Task to carry out: Copy all of the items below word for word, changing nothing.

Extracted material:
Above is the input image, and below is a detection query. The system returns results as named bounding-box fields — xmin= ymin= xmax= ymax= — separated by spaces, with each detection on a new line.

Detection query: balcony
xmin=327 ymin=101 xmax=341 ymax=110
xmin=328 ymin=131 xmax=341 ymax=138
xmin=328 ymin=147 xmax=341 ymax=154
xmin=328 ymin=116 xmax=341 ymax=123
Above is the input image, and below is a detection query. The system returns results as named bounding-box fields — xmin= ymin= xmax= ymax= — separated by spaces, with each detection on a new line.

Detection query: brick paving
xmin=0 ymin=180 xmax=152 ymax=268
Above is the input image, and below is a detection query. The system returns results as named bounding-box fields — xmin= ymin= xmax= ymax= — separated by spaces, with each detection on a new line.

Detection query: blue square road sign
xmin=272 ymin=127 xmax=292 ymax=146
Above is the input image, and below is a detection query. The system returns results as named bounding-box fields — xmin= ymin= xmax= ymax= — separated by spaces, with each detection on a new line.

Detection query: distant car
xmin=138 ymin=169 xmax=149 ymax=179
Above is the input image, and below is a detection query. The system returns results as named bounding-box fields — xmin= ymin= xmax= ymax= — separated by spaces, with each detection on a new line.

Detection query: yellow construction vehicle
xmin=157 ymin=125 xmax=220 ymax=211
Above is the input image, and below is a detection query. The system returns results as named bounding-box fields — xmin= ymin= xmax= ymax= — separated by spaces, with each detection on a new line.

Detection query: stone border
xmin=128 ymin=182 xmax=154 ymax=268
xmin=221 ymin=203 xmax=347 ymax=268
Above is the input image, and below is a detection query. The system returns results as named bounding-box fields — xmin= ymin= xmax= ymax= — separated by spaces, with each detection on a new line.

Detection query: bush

The result:
Above is the input image, and below is a detection query. The system returns results as named bounding-box fields — xmin= ymin= xmax= ymax= — separated by spaces, with each detection on a new line.

Detection query: balcony
xmin=327 ymin=101 xmax=341 ymax=110
xmin=328 ymin=131 xmax=341 ymax=138
xmin=328 ymin=147 xmax=341 ymax=154
xmin=328 ymin=116 xmax=341 ymax=123
Above is the input image, and below is a detection query. The system returns results as named bounding-box fields — xmin= ymin= xmax= ymax= — separated by spaces, with each detection on a new line.

Detection query: brick paving
xmin=0 ymin=180 xmax=152 ymax=268
Above is the input image, and below is a detection query. The system returns results as named bounding-box fields — xmin= ymin= xmax= ymax= — separated by spaces, with each detection on a new line.

Detection query: blue square road sign
xmin=272 ymin=127 xmax=292 ymax=146
Above is the input image, and below is a detection query. The system returns results as named bounding-box fields — xmin= ymin= xmax= ymax= — separated by spaces, with each detection on a new line.

Detection query: distant car
xmin=138 ymin=169 xmax=149 ymax=179
Above is the input image, and below is a detection query. The system returns results as named bounding-box fields — xmin= ymin= xmax= ymax= — separated by spaces, with each detection on a new line.

Detection query: yellow construction vehicle
xmin=157 ymin=125 xmax=220 ymax=211
Above is the input image, and below is a detection query. The system returns results as named bounding-box fields — xmin= ymin= xmax= ymax= — separated by spaces, with each detection on a new line.

Detection query: stone border
xmin=128 ymin=182 xmax=154 ymax=268
xmin=221 ymin=203 xmax=347 ymax=268
Above is the input image, and below is a detection query. The system returns results as named bounding-box fields — xmin= ymin= xmax= ymax= — separated by spaces, with each detection on a new line.

Detection query: bush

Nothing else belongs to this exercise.